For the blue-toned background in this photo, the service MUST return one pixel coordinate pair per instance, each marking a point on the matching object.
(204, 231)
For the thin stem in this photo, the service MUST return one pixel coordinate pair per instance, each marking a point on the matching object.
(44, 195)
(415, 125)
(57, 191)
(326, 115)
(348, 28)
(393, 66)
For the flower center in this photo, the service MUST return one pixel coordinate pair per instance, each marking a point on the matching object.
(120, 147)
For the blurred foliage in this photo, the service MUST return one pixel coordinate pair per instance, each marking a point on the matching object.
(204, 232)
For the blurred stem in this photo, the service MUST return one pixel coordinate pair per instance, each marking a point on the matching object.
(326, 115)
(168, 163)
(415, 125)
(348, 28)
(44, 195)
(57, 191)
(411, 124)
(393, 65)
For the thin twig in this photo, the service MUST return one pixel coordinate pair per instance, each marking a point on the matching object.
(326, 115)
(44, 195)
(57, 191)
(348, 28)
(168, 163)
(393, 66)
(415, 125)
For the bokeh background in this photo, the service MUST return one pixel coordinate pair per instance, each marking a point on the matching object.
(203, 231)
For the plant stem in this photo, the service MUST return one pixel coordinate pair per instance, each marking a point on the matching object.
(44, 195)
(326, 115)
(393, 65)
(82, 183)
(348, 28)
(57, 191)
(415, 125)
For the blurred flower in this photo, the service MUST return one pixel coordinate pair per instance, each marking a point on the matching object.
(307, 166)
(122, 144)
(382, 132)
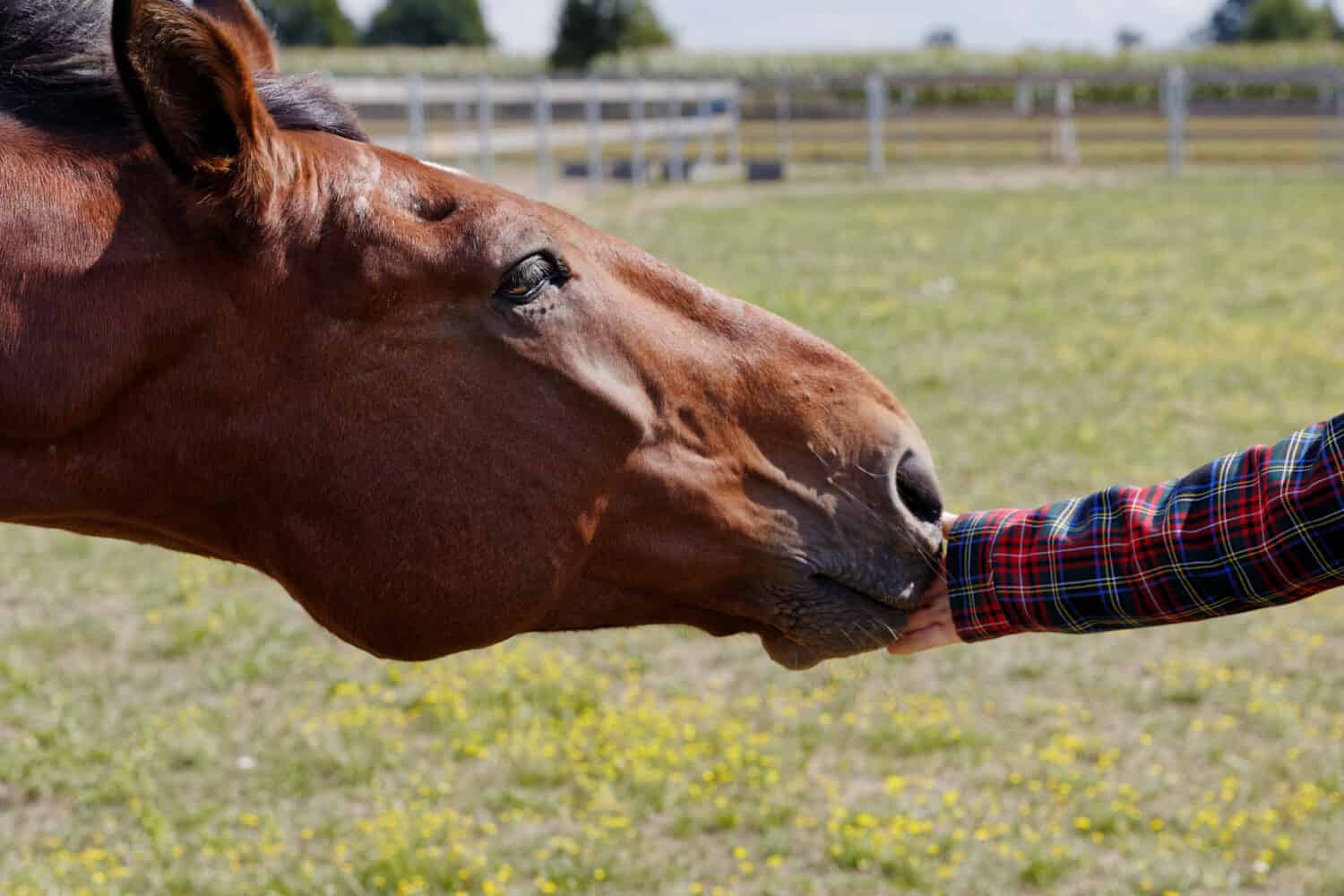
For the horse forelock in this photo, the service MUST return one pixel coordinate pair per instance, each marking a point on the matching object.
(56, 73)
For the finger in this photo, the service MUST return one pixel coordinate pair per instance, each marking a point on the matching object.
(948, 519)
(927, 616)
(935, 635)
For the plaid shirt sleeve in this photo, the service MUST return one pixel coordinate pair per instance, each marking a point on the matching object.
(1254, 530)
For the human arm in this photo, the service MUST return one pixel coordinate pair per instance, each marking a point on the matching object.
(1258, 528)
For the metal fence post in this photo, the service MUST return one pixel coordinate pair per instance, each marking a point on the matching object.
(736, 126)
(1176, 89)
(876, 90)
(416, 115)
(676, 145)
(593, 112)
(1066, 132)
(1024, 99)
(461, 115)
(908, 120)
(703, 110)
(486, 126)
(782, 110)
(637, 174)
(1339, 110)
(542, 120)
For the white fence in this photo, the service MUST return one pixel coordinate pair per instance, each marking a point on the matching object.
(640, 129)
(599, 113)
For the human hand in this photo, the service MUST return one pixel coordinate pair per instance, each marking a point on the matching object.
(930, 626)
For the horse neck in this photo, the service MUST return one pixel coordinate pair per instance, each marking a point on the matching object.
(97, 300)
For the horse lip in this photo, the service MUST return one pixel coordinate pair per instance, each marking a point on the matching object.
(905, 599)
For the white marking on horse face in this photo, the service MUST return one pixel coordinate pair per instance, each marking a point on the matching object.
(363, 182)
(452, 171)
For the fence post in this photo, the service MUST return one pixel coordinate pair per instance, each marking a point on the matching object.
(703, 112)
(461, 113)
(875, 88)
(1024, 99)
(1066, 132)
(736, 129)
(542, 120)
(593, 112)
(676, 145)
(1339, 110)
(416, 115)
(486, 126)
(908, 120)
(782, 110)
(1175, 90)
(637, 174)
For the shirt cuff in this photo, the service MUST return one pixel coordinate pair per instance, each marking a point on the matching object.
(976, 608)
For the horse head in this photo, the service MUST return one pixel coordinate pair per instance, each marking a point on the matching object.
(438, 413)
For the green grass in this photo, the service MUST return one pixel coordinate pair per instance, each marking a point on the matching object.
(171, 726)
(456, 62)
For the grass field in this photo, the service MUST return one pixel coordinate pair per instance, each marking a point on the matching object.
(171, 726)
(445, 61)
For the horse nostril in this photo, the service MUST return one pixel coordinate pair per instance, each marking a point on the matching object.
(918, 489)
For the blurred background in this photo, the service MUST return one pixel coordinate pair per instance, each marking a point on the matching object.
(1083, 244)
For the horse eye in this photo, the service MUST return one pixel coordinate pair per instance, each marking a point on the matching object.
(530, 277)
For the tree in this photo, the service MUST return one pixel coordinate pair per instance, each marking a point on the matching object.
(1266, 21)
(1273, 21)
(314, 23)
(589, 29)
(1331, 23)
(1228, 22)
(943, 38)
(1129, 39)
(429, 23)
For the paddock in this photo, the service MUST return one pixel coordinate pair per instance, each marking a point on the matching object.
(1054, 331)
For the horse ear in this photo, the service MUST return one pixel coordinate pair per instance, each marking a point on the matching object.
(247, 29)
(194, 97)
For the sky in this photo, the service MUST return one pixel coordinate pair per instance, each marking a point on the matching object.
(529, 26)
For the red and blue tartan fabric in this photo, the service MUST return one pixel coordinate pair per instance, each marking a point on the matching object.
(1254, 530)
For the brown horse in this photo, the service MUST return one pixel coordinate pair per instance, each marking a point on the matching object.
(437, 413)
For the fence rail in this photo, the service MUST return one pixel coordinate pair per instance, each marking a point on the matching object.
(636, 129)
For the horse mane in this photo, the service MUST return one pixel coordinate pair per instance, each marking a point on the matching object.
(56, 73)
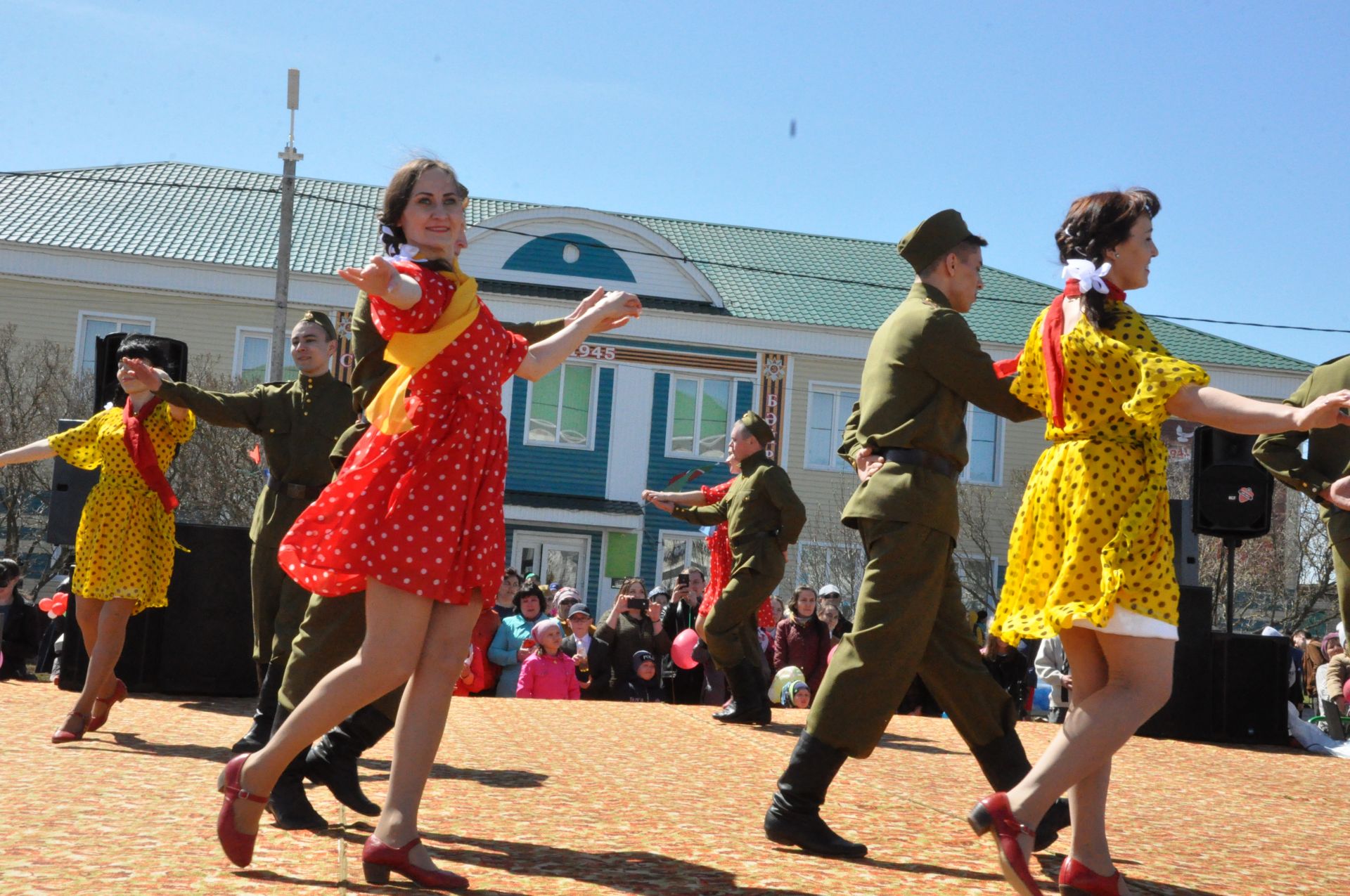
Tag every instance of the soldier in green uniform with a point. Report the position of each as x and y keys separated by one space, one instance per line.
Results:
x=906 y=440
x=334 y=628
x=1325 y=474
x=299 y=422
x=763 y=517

---

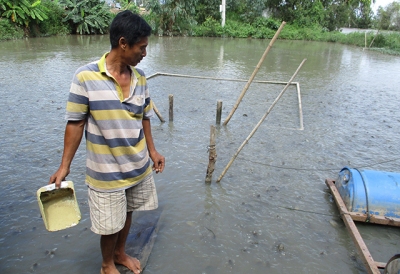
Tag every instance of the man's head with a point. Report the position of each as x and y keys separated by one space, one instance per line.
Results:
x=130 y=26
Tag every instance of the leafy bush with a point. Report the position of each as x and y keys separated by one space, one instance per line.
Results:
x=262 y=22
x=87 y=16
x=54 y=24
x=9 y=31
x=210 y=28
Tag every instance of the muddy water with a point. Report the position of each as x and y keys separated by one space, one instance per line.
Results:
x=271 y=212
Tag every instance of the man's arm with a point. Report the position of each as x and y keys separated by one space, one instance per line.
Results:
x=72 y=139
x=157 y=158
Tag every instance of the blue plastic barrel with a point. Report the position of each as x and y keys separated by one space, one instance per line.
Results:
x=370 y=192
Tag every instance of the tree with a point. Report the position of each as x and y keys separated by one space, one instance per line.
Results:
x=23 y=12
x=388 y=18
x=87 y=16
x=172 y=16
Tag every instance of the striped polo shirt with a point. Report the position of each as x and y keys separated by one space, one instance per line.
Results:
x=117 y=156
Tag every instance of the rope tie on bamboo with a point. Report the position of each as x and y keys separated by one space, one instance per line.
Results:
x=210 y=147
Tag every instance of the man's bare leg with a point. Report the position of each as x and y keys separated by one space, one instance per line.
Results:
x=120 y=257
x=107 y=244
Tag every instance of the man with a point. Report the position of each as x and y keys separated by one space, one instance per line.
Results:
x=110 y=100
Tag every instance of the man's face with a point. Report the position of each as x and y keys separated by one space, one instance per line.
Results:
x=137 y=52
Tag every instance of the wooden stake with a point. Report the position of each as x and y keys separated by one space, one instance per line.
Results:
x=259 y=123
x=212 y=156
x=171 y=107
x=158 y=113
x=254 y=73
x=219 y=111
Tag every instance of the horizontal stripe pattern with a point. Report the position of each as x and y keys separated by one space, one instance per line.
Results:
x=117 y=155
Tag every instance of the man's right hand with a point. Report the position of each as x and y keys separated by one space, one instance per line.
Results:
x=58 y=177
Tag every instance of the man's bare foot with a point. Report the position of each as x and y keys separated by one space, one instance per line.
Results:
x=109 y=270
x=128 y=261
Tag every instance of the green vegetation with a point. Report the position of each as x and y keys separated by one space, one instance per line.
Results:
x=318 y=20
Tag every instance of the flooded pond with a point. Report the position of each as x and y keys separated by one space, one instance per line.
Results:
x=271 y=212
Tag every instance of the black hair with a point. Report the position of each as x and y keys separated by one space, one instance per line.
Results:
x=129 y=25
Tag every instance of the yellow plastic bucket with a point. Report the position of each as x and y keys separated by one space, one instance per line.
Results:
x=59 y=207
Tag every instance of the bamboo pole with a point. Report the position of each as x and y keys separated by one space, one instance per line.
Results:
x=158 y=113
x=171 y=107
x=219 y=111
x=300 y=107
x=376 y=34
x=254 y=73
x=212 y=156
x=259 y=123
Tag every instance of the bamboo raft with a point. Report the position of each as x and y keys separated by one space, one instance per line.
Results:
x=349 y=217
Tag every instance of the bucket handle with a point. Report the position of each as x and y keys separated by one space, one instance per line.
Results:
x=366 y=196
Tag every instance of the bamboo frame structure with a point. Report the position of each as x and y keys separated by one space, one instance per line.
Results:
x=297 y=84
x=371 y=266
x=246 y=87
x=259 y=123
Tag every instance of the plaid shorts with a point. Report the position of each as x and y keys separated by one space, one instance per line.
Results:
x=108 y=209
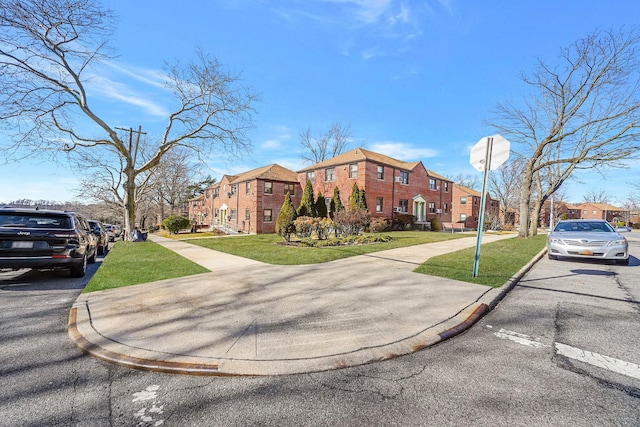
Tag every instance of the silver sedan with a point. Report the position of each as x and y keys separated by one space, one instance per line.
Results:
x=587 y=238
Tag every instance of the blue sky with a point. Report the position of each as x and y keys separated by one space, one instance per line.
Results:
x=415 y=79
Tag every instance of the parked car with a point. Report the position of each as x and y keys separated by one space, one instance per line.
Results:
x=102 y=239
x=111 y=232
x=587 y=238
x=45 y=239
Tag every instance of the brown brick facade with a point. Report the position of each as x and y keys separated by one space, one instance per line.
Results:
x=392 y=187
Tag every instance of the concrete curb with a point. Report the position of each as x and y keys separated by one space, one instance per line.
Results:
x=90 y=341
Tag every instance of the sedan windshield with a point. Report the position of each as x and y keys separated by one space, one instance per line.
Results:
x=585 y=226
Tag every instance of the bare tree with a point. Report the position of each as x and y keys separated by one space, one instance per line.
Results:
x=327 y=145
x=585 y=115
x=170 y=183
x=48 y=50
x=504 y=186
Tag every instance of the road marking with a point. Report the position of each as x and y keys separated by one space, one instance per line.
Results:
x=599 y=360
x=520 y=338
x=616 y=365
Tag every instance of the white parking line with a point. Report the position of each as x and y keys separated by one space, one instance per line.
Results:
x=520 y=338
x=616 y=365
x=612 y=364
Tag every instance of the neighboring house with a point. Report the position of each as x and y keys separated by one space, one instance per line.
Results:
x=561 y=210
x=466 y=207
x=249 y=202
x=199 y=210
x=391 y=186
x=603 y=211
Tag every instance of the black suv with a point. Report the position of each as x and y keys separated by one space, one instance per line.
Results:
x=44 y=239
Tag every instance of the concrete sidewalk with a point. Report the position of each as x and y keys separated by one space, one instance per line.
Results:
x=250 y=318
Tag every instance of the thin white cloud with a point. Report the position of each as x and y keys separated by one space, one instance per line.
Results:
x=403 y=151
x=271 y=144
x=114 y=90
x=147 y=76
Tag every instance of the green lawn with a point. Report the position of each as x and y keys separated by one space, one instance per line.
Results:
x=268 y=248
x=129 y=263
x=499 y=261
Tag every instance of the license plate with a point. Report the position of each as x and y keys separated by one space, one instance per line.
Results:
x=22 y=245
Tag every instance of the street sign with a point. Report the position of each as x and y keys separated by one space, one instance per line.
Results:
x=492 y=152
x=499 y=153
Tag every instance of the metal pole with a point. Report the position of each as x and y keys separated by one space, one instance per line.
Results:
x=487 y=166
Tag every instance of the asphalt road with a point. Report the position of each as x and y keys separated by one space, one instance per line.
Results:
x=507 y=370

...

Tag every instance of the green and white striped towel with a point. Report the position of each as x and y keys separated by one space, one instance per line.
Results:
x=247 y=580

- _ASSIGNMENT_
Nothing but a number should be given: the count of lines in the entries that contain the word "black".

- _WRITTEN SOLUTION_
2